Document text>
▶

2013-08-12 16:53 ` [Qemu-devel] [PATCH V5 5/5] block: Add iops_sector_count to do the iops accounting for a given io size Benoît Canet
@ 2013-08-14 9:48 ` Fam Zheng
2013-08-14 18:31 ` Benoît Canet
2013-08-16 12:10 ` Stefan Hajnoczi
1 sibling, 1 reply; 17+ messages in thread
From: Fam Zheng @ 2013-08-14 9:48 UTC (permalink / raw)
To: Benoît Canet; +Cc: kwolf, pbonzini, qemu-devel, stefanha
On Mon, 08/12 18:53, Benoît Canet wrote:
> This feature can be used in case where users are avoiding the iops limit by
> doing jumbo I/Os hammering the storage backend.
>
You are accounting io ops by the op size:
(unit = size / iops_sector_count), which is equivelant to bps. So I'm
still not understanding why can't such jumbo IO be throttled by bps
limits.
> Signed-off-by: Benoit Canet <benoit@irqsave.net>
> ---
> block/qapi.c | 3 +++
> blockdev.c | 22 +++++++++++++++++++---
> hmp.c | 8 ++++++--
> qapi-schema.json | 10 ++++++++--
> qemu-options.hx | 2 +-
> qmp-commands.hx | 8 ++++++--
> 6 files changed, 43 insertions(+), 10 deletions(-)

◀

Supplied entries>
▶

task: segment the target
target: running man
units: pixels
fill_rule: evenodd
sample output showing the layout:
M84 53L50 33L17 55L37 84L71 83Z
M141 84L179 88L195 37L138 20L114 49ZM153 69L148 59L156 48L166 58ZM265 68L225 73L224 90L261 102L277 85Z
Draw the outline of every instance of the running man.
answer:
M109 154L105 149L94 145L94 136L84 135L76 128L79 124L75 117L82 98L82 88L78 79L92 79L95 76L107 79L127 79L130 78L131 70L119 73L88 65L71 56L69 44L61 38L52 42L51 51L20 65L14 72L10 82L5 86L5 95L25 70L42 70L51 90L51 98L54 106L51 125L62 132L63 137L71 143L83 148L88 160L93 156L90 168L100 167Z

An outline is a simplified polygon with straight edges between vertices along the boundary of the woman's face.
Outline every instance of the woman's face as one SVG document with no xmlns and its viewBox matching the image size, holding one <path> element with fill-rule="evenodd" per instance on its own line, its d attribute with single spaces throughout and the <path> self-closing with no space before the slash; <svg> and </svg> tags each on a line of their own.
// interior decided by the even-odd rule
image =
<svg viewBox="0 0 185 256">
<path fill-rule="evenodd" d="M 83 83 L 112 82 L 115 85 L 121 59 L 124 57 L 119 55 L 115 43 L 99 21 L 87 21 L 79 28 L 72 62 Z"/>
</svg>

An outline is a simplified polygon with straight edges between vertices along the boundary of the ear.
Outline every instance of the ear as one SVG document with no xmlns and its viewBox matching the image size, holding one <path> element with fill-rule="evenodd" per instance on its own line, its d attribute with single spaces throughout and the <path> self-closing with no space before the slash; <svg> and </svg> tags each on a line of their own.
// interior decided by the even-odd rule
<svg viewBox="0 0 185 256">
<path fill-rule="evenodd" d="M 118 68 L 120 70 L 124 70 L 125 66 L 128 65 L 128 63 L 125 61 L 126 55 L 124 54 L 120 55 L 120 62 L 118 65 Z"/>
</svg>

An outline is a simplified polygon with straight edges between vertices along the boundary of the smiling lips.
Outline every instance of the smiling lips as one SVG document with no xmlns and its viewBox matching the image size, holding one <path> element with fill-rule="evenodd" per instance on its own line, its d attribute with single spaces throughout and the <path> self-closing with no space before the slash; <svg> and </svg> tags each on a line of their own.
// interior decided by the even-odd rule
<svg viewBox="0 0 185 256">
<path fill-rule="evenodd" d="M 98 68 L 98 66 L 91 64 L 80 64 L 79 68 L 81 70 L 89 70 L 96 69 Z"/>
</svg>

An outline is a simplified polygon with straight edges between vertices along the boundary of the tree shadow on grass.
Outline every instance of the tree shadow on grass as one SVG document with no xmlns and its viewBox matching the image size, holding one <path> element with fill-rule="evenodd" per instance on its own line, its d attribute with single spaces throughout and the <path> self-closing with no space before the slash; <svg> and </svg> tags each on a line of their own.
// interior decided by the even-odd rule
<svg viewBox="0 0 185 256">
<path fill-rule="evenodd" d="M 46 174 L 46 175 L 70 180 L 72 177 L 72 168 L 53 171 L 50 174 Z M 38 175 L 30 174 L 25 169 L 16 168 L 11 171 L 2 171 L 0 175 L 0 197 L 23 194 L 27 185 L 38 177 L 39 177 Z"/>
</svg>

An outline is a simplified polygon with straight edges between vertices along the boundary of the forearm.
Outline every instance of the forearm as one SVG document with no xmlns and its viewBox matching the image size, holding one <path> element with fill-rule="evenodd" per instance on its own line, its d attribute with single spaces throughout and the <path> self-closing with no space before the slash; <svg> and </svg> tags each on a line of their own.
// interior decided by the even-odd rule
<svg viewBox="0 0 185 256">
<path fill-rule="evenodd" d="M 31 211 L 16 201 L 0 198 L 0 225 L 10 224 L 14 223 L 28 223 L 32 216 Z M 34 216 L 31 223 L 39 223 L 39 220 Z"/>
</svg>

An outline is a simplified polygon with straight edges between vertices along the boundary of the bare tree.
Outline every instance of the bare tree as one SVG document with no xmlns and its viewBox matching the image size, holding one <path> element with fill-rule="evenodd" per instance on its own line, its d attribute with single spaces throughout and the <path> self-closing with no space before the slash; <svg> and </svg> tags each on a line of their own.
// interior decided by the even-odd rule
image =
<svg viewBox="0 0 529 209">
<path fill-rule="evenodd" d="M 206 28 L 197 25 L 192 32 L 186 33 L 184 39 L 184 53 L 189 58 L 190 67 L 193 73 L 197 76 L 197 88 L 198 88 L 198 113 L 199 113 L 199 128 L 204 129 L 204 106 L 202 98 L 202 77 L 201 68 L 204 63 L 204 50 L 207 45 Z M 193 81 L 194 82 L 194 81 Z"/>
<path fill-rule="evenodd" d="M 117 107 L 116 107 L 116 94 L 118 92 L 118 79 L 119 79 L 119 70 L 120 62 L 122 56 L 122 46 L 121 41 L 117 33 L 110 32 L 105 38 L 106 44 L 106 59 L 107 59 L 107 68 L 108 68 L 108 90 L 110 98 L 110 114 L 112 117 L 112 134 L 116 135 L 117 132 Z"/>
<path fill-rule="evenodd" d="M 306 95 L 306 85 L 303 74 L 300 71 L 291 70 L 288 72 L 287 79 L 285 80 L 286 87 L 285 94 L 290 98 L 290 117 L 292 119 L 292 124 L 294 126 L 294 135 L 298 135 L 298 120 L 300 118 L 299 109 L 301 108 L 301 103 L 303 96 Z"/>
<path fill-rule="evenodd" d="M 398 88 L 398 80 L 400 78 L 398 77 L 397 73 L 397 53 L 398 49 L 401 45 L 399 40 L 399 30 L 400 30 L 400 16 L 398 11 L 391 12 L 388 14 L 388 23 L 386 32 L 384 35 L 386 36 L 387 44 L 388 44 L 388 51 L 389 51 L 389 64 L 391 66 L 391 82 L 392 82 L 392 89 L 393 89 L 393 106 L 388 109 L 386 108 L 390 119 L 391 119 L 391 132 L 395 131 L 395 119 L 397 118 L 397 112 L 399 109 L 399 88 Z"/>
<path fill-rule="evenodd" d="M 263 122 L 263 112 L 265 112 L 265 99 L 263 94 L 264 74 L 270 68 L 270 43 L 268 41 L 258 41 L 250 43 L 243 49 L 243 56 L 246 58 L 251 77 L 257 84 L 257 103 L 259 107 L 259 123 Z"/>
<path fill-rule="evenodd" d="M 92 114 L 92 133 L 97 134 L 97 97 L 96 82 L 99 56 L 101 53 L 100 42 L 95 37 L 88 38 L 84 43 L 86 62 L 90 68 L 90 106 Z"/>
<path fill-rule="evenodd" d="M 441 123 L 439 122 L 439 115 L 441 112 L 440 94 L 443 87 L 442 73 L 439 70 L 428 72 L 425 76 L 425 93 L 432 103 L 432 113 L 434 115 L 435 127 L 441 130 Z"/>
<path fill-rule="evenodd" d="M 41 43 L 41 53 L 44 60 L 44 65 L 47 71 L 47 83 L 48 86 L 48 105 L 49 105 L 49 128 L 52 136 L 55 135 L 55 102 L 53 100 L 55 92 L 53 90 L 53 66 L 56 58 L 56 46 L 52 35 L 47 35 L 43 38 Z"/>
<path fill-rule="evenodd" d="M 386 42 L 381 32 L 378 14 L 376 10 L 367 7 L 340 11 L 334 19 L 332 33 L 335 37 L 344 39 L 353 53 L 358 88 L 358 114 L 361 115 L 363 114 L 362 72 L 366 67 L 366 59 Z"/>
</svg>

◀

Short problem A> According to the mailing-list thread, how many files does the patch change?
Short problem B> Reproduce everything in the records from their first line down to the line containing "M141 84L179 88L195", with both ends included.
The mailing-list thread and the records are independent of each other.

Reply A> Six files.

Reply B>
task: segment the target
target: running man
units: pixels
fill_rule: evenodd
sample output showing the layout:
M84 53L50 33L17 55L37 84L71 83Z
M141 84L179 88L195 37L138 20L114 49ZM153 69L148 59L156 48L166 58ZM265 68L225 73L224 90L261 102L277 85Z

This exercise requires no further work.